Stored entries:
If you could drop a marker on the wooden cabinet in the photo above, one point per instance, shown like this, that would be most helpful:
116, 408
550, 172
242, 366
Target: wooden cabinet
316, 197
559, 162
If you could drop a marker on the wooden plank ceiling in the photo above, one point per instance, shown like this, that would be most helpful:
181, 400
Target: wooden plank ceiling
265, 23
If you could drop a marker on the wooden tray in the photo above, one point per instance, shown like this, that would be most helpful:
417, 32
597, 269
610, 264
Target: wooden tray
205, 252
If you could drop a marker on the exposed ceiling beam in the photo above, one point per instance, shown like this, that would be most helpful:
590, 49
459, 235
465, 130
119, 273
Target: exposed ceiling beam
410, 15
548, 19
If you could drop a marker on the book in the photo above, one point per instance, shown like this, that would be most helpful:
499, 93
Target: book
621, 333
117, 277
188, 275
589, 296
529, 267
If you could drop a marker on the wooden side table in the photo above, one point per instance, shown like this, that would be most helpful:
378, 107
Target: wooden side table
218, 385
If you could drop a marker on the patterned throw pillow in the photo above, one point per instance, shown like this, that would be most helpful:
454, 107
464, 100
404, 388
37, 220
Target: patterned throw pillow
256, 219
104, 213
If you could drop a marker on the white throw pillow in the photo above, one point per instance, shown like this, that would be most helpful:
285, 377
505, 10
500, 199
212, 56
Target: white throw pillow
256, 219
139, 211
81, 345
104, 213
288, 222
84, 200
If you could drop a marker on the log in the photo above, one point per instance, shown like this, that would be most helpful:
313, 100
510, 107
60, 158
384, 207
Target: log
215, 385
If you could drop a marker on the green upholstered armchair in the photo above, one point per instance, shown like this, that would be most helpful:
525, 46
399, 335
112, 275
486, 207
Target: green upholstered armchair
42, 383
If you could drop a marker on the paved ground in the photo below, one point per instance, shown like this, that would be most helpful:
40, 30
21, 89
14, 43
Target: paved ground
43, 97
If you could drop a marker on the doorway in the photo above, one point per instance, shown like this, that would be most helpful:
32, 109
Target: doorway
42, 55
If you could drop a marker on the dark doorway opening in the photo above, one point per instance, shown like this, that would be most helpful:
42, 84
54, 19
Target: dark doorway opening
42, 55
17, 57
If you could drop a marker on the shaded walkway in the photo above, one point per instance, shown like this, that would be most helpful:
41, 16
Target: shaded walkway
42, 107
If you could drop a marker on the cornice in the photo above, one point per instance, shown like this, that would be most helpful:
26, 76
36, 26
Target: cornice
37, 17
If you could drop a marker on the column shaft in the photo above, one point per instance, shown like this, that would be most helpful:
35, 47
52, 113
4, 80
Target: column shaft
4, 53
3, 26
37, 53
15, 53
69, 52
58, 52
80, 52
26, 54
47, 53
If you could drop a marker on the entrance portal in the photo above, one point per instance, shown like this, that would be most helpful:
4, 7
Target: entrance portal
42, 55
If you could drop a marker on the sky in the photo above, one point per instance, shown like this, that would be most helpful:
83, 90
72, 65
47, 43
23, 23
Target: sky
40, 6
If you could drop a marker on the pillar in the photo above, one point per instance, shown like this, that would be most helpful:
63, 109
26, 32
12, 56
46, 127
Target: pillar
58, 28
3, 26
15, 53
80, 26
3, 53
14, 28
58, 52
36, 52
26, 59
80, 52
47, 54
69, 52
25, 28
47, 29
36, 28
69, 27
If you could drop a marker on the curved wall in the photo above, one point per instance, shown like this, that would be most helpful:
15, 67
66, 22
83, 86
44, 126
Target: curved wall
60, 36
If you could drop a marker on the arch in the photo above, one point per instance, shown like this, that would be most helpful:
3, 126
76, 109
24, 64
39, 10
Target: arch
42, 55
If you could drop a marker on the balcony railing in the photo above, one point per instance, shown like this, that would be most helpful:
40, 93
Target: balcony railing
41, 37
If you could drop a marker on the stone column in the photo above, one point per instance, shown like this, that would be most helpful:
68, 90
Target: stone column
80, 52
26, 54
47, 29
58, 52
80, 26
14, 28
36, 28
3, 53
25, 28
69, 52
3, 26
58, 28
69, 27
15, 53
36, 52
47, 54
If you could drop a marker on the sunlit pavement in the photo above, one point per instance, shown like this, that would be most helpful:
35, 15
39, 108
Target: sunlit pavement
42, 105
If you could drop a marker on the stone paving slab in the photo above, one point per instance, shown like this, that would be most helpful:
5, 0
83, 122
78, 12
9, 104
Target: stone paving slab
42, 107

#### What is expected:
Print each entry above again, exactly as it was given.

#### Solution to this exercise:
If you could drop a marker on the wooden cabinet in the photo above, one point per instance, shown like this, that would be most helpful:
116, 408
550, 172
242, 366
Target: wooden cabinet
316, 197
559, 162
If you could drop a marker on the wooden plank ceiling in the photo above, one point per instance, shown like this, that would be most helpful:
181, 400
Target: wooden plank ceiling
265, 23
If you could drop a marker on the wooden tray in the photo above, one point per instance, shown like this, that would be most helpful:
417, 32
597, 269
610, 264
Target: wooden tray
205, 252
If you could drop a marker on the exposed ceiling beam in the photo above, one point per instance, shown like this, that would be most helpful:
590, 49
459, 235
465, 130
119, 273
Target: exposed ceiling beam
410, 15
548, 19
If you could drop a marker on the book in the photo above, one point per instance, shown like this, that would be most helpful:
499, 93
Target: book
621, 333
117, 277
188, 275
589, 296
529, 267
If you could drop a marker on the wooden side table in the photo above, one point per instance, shown like this, that would be most helpful:
378, 107
Target: wooden side table
218, 385
If you could drop a marker on the patterned throw pillow in the photo above, one point per instance, shown like this, that would be most helpful:
454, 107
464, 100
404, 388
37, 220
Target: patterned throw pillow
256, 219
104, 213
If you could drop a marker on the white throw pillow in the photo above, one point per instance, shown like this, that would be most helpful:
285, 377
505, 10
500, 199
212, 56
Target: white throw pillow
256, 219
139, 211
81, 345
104, 213
288, 222
84, 200
If you could drop a marker on the log in the photo above, one point per instance, shown like this, that would be most helpful:
313, 100
510, 107
60, 158
384, 207
Target: log
215, 385
If you could drop a marker on the green upholstered armchair in the photo above, one point per instance, shown like this, that would be most helpful:
525, 46
399, 335
112, 275
486, 207
Target: green upholstered armchair
42, 383
If you could drop a marker on the paved ground in the photo below, one point per instance, shown like this, that would be most helpful:
40, 30
21, 89
14, 43
Target: paved ground
43, 97
If you could drop a marker on the doorway in the photo above, one point per instance, shown like this, that would be most helpful:
32, 109
Target: doorway
42, 55
If you could drop a marker on the dark doorway opening in the photo above, one point per instance, shown like this, that would be most helpful:
42, 84
54, 19
Target: dark doorway opening
42, 55
17, 57
If you could drop a marker on the shaded walkway in the photo above, one point per instance, shown like this, that would be most helpful:
41, 16
Target: shaded walkway
42, 107
If you could drop a marker on the cornice in the photo above, one point per instance, shown like this, that would be most helpful:
26, 76
36, 26
Target: cornice
37, 17
If you could drop a marker on the column shaft in the photo above, one point per instance, shown like this, that would be most helpful:
35, 47
52, 113
4, 80
Target: column shaft
4, 53
3, 26
37, 53
15, 53
69, 52
58, 52
80, 52
26, 54
47, 53
If you could drop a marker on the entrance portal in the photo above, one point per instance, shown like this, that would be most helpful:
4, 7
Target: entrance portal
42, 55
If you could drop a marker on the sky in the photo above, one point per instance, shown like this, that would be most helpful:
83, 90
72, 65
47, 43
23, 23
Target: sky
40, 6
If you could drop a marker on the pillar in the photo above, one point per instance, shown like this, that would be most helpful:
63, 109
26, 32
12, 56
46, 127
Target: pillar
58, 28
3, 26
15, 53
80, 26
3, 53
14, 28
58, 52
36, 52
26, 59
80, 52
47, 54
69, 52
25, 28
47, 29
36, 28
69, 27
If you could drop a marker on the curved wall in the photo above, one point per instance, shown like this, that would be most helpful:
15, 67
66, 22
83, 86
44, 126
Target: curved wall
60, 36
If you could drop a marker on the arch in the photo above, one point per instance, shown like this, that would be most helpful:
3, 126
76, 109
24, 64
39, 10
Target: arch
42, 55
If you could drop a marker on the balcony railing in the photo above, one point per instance, shown like this, that would be most helpful:
40, 93
Target: balcony railing
41, 37
If you could drop a marker on the stone column in the photo above, one point per instance, shown like this, that would be most helpful:
68, 90
Target: stone column
80, 52
26, 54
47, 29
58, 52
80, 26
14, 28
36, 28
3, 53
25, 28
69, 52
3, 26
58, 28
69, 27
15, 53
36, 52
47, 54
If you could drop a marker on the sunlit pavement in the photo above, one point per instance, shown like this, that would be most helpful:
35, 15
39, 108
Target: sunlit pavement
42, 105
If you could drop a marker on the stone paving slab in the photo above, one point per instance, shown like this, that would be most helpful:
5, 0
83, 122
78, 12
9, 104
Target: stone paving slab
42, 107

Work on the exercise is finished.